What you are asked to do: Identify all lines in the listing that include the word "sleeve", and copy them out.
--- START ---
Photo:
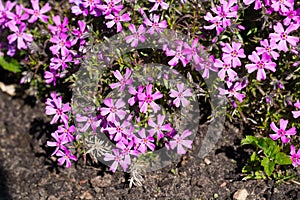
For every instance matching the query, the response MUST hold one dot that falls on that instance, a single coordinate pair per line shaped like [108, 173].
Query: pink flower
[225, 69]
[65, 157]
[123, 81]
[180, 95]
[296, 114]
[57, 108]
[282, 133]
[137, 35]
[113, 110]
[155, 25]
[180, 142]
[178, 55]
[148, 98]
[233, 53]
[163, 5]
[283, 37]
[295, 157]
[19, 35]
[144, 141]
[117, 158]
[38, 13]
[269, 49]
[260, 65]
[158, 127]
[116, 19]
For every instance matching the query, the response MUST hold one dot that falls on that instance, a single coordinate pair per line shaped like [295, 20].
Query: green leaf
[283, 159]
[268, 166]
[12, 65]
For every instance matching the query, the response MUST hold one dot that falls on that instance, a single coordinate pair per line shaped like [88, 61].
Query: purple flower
[296, 114]
[144, 141]
[117, 158]
[283, 37]
[163, 5]
[155, 25]
[110, 6]
[269, 49]
[123, 81]
[148, 98]
[295, 157]
[38, 13]
[233, 53]
[116, 19]
[61, 43]
[180, 95]
[282, 132]
[66, 157]
[225, 69]
[59, 143]
[60, 27]
[178, 55]
[137, 35]
[19, 35]
[260, 65]
[113, 110]
[57, 108]
[18, 16]
[94, 122]
[158, 127]
[179, 142]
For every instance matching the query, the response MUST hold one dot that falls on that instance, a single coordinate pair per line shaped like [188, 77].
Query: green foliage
[266, 162]
[11, 65]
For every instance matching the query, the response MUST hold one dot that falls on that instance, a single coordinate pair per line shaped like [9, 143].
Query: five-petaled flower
[281, 132]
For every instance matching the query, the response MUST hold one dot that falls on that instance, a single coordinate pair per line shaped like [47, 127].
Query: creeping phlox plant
[251, 45]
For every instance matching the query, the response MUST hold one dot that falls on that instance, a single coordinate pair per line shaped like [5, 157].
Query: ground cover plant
[123, 80]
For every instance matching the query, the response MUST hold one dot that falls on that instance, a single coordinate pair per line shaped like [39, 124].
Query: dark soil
[27, 171]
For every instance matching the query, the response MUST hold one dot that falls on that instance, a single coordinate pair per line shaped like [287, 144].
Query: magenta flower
[233, 54]
[113, 110]
[295, 157]
[66, 157]
[148, 98]
[257, 4]
[158, 127]
[281, 132]
[296, 114]
[225, 69]
[232, 91]
[260, 65]
[180, 142]
[283, 37]
[117, 19]
[117, 158]
[155, 25]
[268, 48]
[137, 35]
[94, 122]
[59, 143]
[57, 108]
[180, 95]
[123, 81]
[144, 142]
[61, 43]
[282, 5]
[163, 5]
[19, 35]
[60, 27]
[38, 13]
[18, 16]
[110, 6]
[178, 55]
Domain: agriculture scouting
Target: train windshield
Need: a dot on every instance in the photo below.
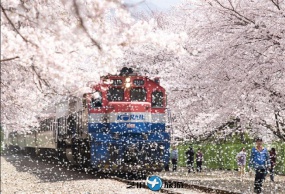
(115, 94)
(138, 94)
(157, 99)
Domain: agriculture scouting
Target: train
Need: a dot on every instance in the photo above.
(116, 125)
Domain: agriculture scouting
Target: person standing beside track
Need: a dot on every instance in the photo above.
(241, 161)
(273, 157)
(260, 162)
(199, 160)
(174, 158)
(190, 159)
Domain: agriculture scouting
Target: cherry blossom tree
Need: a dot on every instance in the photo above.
(230, 66)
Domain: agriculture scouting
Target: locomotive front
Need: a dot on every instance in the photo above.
(127, 124)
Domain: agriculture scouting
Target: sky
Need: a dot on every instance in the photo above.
(160, 5)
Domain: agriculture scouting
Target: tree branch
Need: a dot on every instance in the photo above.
(83, 26)
(9, 59)
(17, 31)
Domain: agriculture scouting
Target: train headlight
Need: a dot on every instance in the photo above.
(116, 136)
(128, 85)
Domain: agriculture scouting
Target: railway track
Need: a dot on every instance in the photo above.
(187, 187)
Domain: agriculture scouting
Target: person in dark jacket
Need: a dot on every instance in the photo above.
(273, 157)
(190, 159)
(199, 160)
(260, 162)
(174, 158)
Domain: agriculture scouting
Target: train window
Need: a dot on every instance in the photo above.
(71, 124)
(84, 101)
(115, 94)
(138, 94)
(157, 99)
(96, 100)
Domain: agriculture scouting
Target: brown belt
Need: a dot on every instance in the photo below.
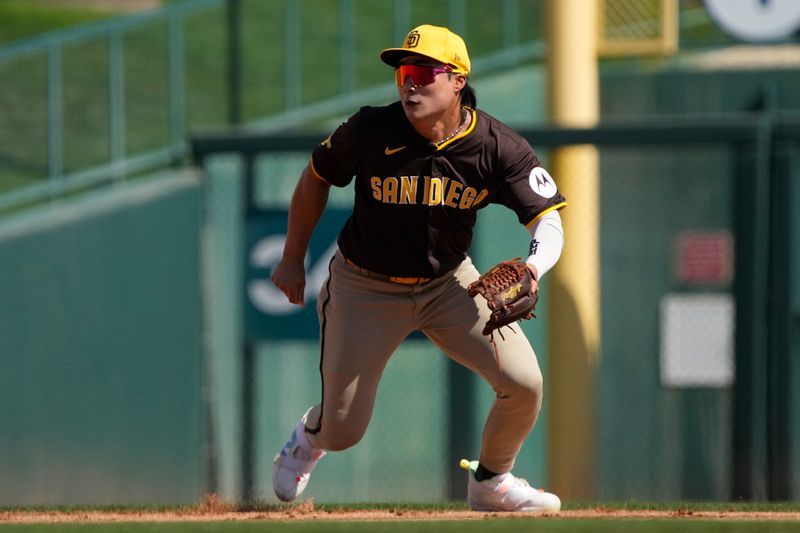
(384, 277)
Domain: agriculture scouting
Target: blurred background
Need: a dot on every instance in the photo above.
(148, 152)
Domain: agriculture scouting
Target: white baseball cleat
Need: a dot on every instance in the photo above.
(291, 468)
(506, 493)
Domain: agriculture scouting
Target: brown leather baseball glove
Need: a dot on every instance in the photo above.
(510, 290)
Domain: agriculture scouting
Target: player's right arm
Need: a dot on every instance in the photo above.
(308, 202)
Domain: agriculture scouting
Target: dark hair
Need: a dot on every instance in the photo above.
(468, 96)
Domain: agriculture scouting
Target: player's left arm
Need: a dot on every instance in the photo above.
(547, 242)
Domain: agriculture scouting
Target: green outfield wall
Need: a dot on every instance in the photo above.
(100, 348)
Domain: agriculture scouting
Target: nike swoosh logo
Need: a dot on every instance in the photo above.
(390, 151)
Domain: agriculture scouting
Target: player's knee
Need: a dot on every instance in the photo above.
(529, 391)
(343, 441)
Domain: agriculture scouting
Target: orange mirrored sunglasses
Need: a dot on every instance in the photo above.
(420, 75)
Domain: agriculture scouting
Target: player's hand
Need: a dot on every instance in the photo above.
(290, 277)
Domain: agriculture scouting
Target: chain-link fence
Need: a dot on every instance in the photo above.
(677, 328)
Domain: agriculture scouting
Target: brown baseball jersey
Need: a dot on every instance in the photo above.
(415, 201)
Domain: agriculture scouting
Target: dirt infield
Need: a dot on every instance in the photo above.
(307, 511)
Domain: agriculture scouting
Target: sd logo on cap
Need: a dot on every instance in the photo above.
(435, 42)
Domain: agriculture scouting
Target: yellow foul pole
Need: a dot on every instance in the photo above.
(573, 91)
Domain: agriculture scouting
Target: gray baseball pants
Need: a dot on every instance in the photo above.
(364, 318)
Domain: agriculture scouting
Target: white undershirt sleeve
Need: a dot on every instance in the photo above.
(547, 241)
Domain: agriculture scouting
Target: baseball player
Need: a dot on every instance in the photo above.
(422, 167)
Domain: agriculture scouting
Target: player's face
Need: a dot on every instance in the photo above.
(427, 89)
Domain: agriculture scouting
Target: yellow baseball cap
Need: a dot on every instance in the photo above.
(435, 42)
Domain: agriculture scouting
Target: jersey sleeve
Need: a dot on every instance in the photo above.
(525, 186)
(336, 159)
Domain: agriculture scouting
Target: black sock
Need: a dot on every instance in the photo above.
(483, 473)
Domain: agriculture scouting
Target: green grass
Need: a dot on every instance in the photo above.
(547, 525)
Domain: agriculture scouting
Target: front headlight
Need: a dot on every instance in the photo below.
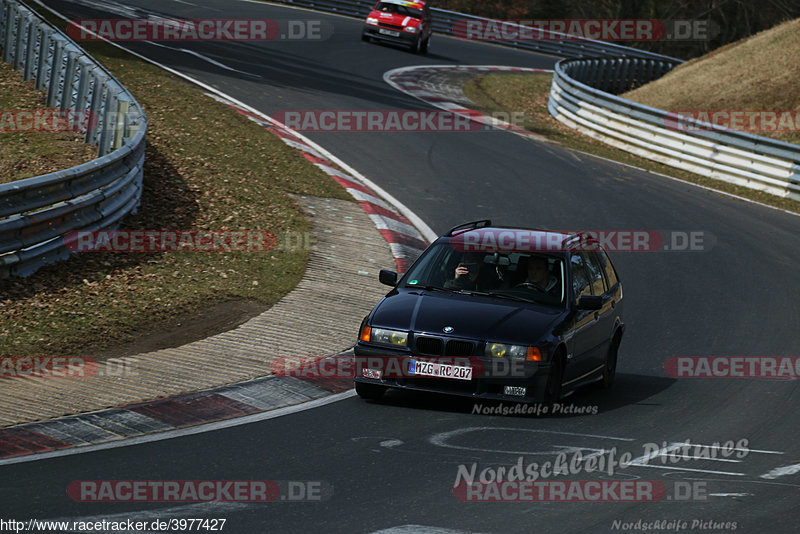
(384, 336)
(513, 352)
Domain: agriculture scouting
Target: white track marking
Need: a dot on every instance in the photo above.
(782, 472)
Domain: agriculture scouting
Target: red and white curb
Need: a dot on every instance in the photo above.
(405, 241)
(407, 80)
(305, 382)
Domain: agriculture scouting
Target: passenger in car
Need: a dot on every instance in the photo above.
(538, 276)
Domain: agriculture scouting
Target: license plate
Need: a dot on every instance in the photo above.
(439, 370)
(371, 373)
(514, 390)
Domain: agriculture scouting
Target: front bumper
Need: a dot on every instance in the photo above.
(402, 38)
(488, 382)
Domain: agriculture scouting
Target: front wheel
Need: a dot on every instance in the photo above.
(610, 367)
(425, 45)
(369, 391)
(416, 46)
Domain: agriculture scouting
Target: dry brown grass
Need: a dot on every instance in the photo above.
(757, 73)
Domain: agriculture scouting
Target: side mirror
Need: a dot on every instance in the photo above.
(590, 302)
(388, 277)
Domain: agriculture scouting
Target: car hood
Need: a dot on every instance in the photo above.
(395, 18)
(470, 316)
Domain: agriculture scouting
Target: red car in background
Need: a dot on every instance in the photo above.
(400, 22)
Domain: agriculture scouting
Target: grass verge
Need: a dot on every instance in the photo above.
(528, 93)
(206, 168)
(29, 153)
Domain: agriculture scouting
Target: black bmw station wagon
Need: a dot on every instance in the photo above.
(495, 313)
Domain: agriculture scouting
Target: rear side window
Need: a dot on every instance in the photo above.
(595, 272)
(605, 262)
(580, 278)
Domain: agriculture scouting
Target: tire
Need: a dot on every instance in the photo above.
(610, 367)
(552, 393)
(369, 391)
(425, 44)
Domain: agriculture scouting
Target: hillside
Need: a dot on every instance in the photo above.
(759, 73)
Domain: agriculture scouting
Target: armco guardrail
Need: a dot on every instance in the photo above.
(36, 213)
(581, 98)
(444, 21)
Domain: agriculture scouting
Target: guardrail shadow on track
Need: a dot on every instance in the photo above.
(583, 98)
(36, 213)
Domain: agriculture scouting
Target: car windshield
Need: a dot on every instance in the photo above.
(529, 277)
(409, 9)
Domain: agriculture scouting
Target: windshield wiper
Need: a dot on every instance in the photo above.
(509, 297)
(430, 288)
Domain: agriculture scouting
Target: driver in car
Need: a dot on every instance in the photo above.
(470, 275)
(539, 276)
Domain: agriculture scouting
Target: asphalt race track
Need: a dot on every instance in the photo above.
(391, 466)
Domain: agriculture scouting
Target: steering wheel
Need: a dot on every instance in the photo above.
(531, 285)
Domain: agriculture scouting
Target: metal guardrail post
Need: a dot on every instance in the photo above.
(69, 81)
(36, 213)
(41, 63)
(20, 38)
(109, 122)
(30, 51)
(55, 72)
(8, 26)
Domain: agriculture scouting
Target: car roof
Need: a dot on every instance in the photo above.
(419, 3)
(484, 232)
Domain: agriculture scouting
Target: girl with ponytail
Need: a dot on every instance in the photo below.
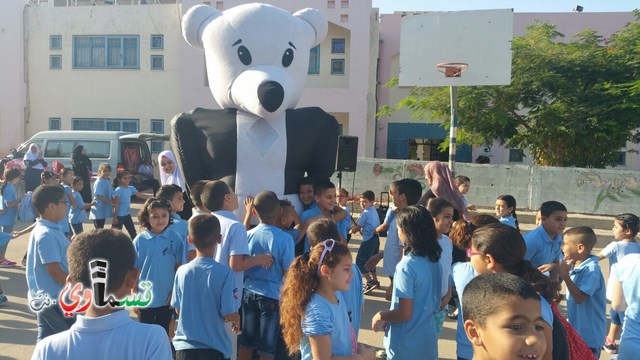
(313, 313)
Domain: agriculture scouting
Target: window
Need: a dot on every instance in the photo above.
(157, 42)
(337, 66)
(128, 125)
(157, 127)
(314, 61)
(516, 155)
(337, 46)
(55, 42)
(106, 52)
(55, 61)
(54, 123)
(157, 62)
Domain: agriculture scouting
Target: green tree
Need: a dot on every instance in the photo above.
(570, 103)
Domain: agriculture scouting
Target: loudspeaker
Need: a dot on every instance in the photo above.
(347, 153)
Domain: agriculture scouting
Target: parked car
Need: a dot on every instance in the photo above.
(122, 150)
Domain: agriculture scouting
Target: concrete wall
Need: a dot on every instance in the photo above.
(13, 84)
(592, 191)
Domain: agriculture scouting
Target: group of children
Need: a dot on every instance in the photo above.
(290, 285)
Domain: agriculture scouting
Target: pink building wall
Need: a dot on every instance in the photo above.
(568, 24)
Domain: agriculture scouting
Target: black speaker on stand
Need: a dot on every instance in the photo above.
(347, 156)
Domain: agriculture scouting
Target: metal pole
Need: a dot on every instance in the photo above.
(453, 128)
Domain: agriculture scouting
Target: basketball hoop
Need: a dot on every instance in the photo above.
(452, 69)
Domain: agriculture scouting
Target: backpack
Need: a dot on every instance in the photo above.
(26, 211)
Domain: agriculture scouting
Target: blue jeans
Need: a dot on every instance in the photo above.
(51, 321)
(260, 323)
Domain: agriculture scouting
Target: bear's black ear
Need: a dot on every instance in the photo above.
(195, 21)
(318, 22)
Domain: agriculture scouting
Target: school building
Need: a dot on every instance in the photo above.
(123, 65)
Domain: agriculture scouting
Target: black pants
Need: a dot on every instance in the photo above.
(199, 354)
(128, 224)
(99, 223)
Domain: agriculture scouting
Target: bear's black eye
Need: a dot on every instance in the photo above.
(287, 58)
(244, 55)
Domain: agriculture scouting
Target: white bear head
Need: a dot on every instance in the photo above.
(257, 55)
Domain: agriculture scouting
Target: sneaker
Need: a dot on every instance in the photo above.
(371, 285)
(4, 263)
(610, 347)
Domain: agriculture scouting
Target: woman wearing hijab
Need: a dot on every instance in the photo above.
(442, 186)
(170, 174)
(35, 164)
(82, 167)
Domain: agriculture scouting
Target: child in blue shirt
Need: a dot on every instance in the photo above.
(370, 245)
(626, 298)
(260, 304)
(506, 211)
(201, 332)
(102, 196)
(175, 196)
(78, 213)
(105, 330)
(47, 266)
(313, 307)
(416, 290)
(122, 202)
(625, 229)
(160, 252)
(9, 204)
(544, 242)
(586, 301)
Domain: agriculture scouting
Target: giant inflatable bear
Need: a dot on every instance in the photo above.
(257, 58)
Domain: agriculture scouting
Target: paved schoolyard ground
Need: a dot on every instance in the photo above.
(18, 323)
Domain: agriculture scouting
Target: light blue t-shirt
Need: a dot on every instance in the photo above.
(354, 298)
(201, 324)
(9, 195)
(541, 249)
(419, 279)
(589, 318)
(509, 220)
(77, 215)
(125, 194)
(628, 273)
(158, 257)
(181, 227)
(321, 317)
(392, 249)
(47, 244)
(268, 239)
(462, 273)
(101, 210)
(369, 221)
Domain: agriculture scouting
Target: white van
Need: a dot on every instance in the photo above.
(122, 150)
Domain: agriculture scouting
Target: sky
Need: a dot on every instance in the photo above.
(389, 6)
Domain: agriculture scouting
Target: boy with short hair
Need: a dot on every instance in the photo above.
(324, 229)
(368, 222)
(463, 183)
(174, 195)
(201, 329)
(260, 304)
(233, 251)
(47, 266)
(492, 300)
(544, 242)
(95, 332)
(586, 301)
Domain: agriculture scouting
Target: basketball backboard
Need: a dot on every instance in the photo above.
(480, 38)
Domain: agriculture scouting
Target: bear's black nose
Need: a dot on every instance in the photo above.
(270, 94)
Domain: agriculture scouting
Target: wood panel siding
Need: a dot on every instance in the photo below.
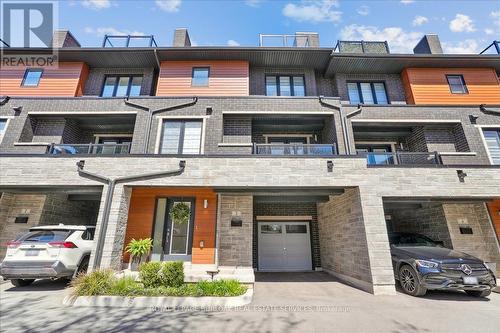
(494, 208)
(227, 78)
(141, 218)
(430, 86)
(65, 80)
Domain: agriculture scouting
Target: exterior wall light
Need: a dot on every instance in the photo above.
(329, 166)
(473, 119)
(461, 176)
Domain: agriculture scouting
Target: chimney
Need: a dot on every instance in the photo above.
(64, 38)
(429, 44)
(181, 38)
(306, 39)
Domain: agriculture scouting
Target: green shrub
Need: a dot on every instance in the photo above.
(172, 274)
(220, 288)
(125, 286)
(97, 282)
(149, 273)
(162, 274)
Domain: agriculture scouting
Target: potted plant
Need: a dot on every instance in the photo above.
(139, 251)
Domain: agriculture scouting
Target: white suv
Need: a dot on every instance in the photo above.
(51, 251)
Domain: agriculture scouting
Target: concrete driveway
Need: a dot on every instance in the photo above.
(293, 302)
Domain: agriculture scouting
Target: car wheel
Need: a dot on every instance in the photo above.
(21, 282)
(478, 293)
(82, 269)
(408, 279)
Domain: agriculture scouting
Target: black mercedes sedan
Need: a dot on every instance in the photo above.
(421, 264)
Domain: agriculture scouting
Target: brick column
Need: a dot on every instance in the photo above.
(117, 225)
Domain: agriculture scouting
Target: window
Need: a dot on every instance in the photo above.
(285, 85)
(200, 76)
(3, 127)
(120, 86)
(492, 139)
(181, 137)
(457, 84)
(367, 93)
(32, 77)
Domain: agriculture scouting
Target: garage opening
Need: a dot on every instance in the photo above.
(23, 208)
(464, 226)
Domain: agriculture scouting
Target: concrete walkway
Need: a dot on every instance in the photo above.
(294, 302)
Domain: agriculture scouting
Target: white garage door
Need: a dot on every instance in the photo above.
(284, 246)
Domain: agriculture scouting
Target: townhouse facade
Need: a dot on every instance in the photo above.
(241, 159)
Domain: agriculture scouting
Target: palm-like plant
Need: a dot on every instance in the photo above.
(139, 249)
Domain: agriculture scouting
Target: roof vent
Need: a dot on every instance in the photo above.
(429, 44)
(181, 38)
(361, 46)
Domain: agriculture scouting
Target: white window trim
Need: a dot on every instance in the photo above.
(481, 131)
(8, 118)
(298, 135)
(118, 135)
(161, 119)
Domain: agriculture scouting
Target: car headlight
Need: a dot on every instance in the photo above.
(427, 264)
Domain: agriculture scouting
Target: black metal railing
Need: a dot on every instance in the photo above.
(403, 158)
(294, 149)
(89, 149)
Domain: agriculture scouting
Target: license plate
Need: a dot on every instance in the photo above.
(470, 280)
(32, 253)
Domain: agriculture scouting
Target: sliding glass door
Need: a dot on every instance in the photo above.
(173, 229)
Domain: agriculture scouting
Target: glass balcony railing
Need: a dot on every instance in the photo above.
(90, 149)
(403, 158)
(295, 149)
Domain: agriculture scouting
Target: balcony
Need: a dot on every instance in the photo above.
(90, 149)
(403, 158)
(295, 149)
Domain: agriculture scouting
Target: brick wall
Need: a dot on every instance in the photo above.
(95, 80)
(288, 209)
(342, 237)
(235, 243)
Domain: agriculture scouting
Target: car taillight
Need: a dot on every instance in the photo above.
(68, 245)
(13, 244)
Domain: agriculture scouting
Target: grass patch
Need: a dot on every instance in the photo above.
(99, 283)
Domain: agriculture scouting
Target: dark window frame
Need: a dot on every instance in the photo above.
(372, 87)
(208, 76)
(28, 70)
(292, 87)
(115, 88)
(181, 135)
(466, 90)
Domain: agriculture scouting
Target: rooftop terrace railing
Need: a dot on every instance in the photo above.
(403, 158)
(284, 40)
(89, 149)
(294, 149)
(129, 41)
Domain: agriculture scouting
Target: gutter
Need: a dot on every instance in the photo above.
(483, 109)
(109, 197)
(152, 112)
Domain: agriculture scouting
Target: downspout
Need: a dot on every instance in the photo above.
(109, 197)
(152, 112)
(342, 124)
(4, 100)
(347, 116)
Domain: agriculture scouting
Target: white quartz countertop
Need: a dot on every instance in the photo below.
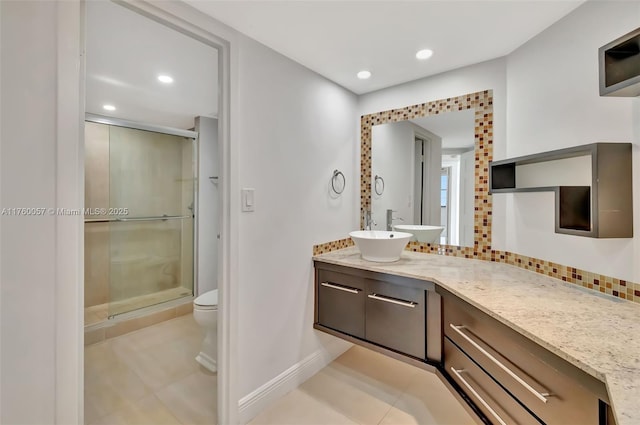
--- END ---
Answer to the exercise:
Target: white undershirt sleeve
Target: jersey sleeve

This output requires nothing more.